• What to do:
1 > In the article on neutron super microscopes, how much money did the UK government earmark for the European Spallation Source?
2 > Pick up the article on neutron super microscopes after its final sentence and carry it forward.

++++ Source text

Super microscopes in sight

C&I Issue 6, 2014

In 2014, the UK joined several other major European countries in its commitment to building the European Spallation Source (ESS) in Lund, Sweden. The UK government earmarked £165m for the project. The pulsed neutron source, which is expected to break ground later in 2014, should be up and running by 2030, when it will be the most powerful neutron source in the world and the biggest super microscope.

There are currently over 30 neutron sources around the world, used by researchers to do fundamental research into the structure and properties of materials, as well as the discovery of new particles. William Stirling, director of the Institut Laue-Langevin (ILL) in Grenoble, home to the world’s most powerful reactor, comments that neutrons can also be ‘good for business’.

While industry, in general, tends to use onsite X-ray facilities for its R&D work, Stirling says, ‘Neutrons, along with synchrotron X-rays, are unique experimental probes in that they give information at the atomic (nm or Å) level on the structure and the dynamics of molecules, and provide insight into how materials perform and are affected by processing, ageing and machining, for example.’ Neutrons have the added advantage that they can penetrate deep into samples without damaging them, and can provide information in situ and in operando, he says. While one of the major current uses of neutrons in industry and engineering is to understand the deformations and stresses inside structural materials, big growth areas are in understanding energy storage systems, such as fuel cells and battery technology, and in biological research.

The ILL is run by three major partners – France, Germany, and the UK – each responsible for a quarter of the overall budget, with the remaining quarter from various groups of countries mainly within Europe and, more recently, India. Around 2000 users, predominantly from universities in ca 40 countries, visit ILL every year, notching up some 850 experiments. There are 38 different scientific instruments, including state-of-the art spectrophotometers and diffractometers, clustered around a fission reactor. The fuel element in the reactor is a compact core of enriched uranium; the heat generated in the ongoing chain reaction is removed via a cooling system.

Stirling explains that the high energy neutrons produced, moving at speeds around 20,000km/s, are slowed down before they are guided to the scientific instruments via neutron guide tubes. This is done by making them collide with heavy water molecules surrounding the core, resulting in ‘thermal neutrons’ with a speed of 2.2km/s. ‘The ILL’s reactor produces the most intense thermal neutron flux in the world – 1.5 x 1015 neutrons/s/cm2,‘ he says. Three other components located close to the core – a hot source and two cold sources – make it possible to produce hot neutrons (10km/s) as well as cold (700m/s) and ultra-cold (10m/s) neutrons. Scientists thus have access to a wide spectrum of neutron energies, from µeV to eV, and wavelengths of 30nm (300Å) 0.03nm (0.3Å).

++++++++
++++ Supplied data

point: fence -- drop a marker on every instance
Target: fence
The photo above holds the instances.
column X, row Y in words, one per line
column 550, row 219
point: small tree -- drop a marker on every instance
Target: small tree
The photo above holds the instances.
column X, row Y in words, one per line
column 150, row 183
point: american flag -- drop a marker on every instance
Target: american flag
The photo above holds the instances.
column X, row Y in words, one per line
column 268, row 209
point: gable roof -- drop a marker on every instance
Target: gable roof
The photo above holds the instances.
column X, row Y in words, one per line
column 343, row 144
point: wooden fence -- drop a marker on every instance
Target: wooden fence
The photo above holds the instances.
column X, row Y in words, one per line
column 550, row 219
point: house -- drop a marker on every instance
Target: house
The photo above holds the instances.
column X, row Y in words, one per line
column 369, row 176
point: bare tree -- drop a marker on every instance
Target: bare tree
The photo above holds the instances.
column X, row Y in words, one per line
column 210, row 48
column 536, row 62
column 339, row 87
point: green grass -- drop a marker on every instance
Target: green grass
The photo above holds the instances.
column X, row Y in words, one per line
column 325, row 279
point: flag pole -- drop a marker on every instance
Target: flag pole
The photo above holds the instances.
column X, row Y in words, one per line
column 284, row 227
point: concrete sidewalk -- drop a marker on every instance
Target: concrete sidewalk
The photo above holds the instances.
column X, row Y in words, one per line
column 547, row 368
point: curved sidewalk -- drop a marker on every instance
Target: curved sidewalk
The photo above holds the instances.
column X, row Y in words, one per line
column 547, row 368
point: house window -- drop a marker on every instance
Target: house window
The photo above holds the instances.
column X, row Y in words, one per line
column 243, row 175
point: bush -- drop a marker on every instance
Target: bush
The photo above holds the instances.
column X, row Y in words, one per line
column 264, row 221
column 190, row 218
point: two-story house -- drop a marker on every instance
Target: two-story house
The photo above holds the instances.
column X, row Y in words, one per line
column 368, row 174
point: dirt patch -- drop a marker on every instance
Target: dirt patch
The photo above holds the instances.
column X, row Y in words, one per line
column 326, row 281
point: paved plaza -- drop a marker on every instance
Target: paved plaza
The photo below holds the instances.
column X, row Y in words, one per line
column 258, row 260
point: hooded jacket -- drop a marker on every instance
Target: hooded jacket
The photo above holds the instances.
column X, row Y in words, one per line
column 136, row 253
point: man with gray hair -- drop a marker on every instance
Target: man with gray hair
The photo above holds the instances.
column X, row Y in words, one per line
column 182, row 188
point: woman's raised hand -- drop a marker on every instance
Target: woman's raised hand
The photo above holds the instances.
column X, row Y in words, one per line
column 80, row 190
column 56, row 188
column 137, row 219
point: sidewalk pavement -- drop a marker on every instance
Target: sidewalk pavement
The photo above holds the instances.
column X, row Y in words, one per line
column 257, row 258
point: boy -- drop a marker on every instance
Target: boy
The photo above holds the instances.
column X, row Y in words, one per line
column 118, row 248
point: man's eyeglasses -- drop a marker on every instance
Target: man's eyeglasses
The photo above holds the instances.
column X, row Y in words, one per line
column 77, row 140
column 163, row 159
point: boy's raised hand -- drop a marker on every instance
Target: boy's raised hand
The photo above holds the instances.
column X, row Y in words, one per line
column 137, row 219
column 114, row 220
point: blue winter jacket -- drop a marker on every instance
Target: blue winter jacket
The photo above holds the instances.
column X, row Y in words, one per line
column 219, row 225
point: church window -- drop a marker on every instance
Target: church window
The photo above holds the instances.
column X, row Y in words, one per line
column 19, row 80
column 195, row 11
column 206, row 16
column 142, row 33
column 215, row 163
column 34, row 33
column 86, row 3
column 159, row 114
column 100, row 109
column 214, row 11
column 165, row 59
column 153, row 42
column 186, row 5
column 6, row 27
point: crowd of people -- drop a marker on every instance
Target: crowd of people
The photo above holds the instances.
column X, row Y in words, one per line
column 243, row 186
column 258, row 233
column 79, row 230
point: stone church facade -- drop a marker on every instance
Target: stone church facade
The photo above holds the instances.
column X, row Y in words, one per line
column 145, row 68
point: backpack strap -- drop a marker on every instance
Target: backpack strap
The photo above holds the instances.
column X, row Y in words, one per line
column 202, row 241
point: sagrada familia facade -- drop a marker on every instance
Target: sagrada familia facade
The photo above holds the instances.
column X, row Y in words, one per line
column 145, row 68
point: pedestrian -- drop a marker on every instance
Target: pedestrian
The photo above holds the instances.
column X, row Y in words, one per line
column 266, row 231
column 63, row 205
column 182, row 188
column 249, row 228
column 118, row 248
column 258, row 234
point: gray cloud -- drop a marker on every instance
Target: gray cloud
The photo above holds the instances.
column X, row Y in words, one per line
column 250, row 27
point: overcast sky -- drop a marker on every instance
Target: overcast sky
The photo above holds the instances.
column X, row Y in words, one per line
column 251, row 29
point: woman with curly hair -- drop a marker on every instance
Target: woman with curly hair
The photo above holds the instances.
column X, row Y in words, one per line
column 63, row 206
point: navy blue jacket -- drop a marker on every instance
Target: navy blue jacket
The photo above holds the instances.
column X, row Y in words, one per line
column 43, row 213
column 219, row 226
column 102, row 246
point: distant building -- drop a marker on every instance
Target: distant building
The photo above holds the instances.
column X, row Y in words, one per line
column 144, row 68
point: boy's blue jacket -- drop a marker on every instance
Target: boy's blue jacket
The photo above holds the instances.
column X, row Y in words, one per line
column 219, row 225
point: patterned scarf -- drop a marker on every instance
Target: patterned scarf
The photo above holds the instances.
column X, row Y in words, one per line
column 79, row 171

++++++++

• Results in order:
1 > £165m.

2 >
In a typical experiment, neutrons are scattered as they pass through a sample; the angle of scattering is a function of nuclear density. The usefulness of neutrons is due to their energy and the fact they have spin and can penetrate materials without damaging them. ‘Their wavelength, in Å, is comparable to the spacing between atoms in materials, so diffraction studies can give us a lot of information about atomic structures,’ Stirling says.

ILL associate director Charles Simon adds that one of the main reasons for using neutrons is to locate the precise position of atoms, in particular light atoms such as H, O and C, which are not easily visible with X-rays.

This is partly because neutrons interact directly with the nucleus, whereas X-rays interact with the electron cloud surrounding the atom. Neutrons are also sensitive to different isotopes, which can be useful for studying complex proteins, for example. Unlike X-rays and electrons, they are non-invasive and can be used to study delicate biological samples.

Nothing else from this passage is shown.